» **Статья**:
╔══
Это начало питается напряженно-иступленными ожиданиями, которые тот или иной восточный народ, ощущающий на себе глубочайшую жестокость и несправедливость земной истории, связывает со своей государственностью. Государство подпитывается энергией особой «вольтовой дуги», одним полюсом которой выступает память о славном прошлом – о золотых днях народа, которому история обещала столь многое, другим – ощущение невыносимости настоящего, связанного либо с внешним порабощением, либо с внутренними провалами в бездну. Народ, вкусивший горечь истории, но духовно не сломленный, рассчитывает выскочить из бездны с помощью могучей национальной государственности. Но ему мало национального самоутверждения: он возлагает на свою государственность всемирно-исторические, мироспасительные задачи и тем самым утверждается в своем историческом достоинстве и мессианском самолюбии.
Словом, на одной стороне трагический провал, на другой – великое воскресение и призвание. Из этой «вольтовой дуги» истории рождается «вольтова дуга» государственности. Здесь государство не просто выполняет свои обычные политические функции, а осуществляет исторический сценарий, воспринимаемый как драма не только национальной, но и мировой истории. Завязкой драмы служит катастрофическое событие, уничтожившее народное счастье, но не перечеркнувшее коллективные надежды, а сделавшее их иступленно-мистическими, религиозно экзальтированными. Вот как описывает это обладающий глубокой историософской интуицией Н. А. Бердяев: «История возможна только… если мировой процесс воспринимается как процесс катастрофический. Восприятие истории как катастрофического процесса предполагает некоторый центр, в центре этом дан исторический факт и вместе с тем раскрывается Божественное, внутреннее делается внешним, воплощаемым» [144]. Бердяев отмечает, что историческая эсхатология и связанный с нею образ мессианской государственности впервые возникли в истории еврейского народа, создавшего своего рода прецедент принципа священной справедливости в политике. Предполагаемый центр мировой истории – это древний Израиль; совершившийся в этом центре роковой исторический шаг – это порабощение Израиля; внутреннее, призванное стать внешним, воплощаемым, – это конечное торжество еврейского народа в истории как народа избранного, мессианского. Тем самым задан один из великих восточных архетипов политической истории, воплощаемый той или иной мессианской государственностью.
╚══
» **Набор записей**:
╔══
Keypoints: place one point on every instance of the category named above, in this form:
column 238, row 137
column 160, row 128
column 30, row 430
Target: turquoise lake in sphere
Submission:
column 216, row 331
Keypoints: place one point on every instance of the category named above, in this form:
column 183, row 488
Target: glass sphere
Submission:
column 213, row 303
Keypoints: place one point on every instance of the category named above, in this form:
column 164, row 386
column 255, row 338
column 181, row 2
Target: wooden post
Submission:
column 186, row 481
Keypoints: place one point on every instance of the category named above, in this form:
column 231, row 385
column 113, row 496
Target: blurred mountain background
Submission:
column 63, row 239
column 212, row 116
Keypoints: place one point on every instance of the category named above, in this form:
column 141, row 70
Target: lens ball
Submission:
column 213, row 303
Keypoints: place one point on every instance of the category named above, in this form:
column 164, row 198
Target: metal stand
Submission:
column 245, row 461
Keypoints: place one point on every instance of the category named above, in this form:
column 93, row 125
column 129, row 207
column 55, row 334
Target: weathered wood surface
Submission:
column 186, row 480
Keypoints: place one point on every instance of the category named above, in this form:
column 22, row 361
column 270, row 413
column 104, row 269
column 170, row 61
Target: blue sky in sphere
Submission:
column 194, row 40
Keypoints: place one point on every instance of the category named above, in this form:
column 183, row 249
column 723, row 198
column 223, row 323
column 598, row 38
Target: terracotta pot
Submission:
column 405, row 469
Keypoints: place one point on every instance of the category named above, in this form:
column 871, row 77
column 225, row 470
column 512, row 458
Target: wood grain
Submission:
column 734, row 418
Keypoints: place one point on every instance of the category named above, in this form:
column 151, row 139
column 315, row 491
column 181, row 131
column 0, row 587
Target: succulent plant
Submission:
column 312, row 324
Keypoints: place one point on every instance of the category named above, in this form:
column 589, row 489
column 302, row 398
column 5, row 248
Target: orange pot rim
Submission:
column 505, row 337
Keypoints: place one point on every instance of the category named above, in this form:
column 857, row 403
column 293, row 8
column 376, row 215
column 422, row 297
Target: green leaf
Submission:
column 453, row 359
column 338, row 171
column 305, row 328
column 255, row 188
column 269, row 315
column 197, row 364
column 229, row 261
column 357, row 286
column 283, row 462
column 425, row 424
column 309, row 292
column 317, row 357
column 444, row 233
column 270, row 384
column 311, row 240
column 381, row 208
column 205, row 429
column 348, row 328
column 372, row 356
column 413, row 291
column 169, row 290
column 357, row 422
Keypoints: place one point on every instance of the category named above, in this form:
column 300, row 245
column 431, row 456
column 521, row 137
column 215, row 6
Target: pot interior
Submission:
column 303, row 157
╚══
» **Задание**: В истории какого народа, как отмечает Бердяев в статье, впервые возникли историческая эсхатология и образ мессианской государственности?

» **Выполненное задание**: В истории еврейского народа.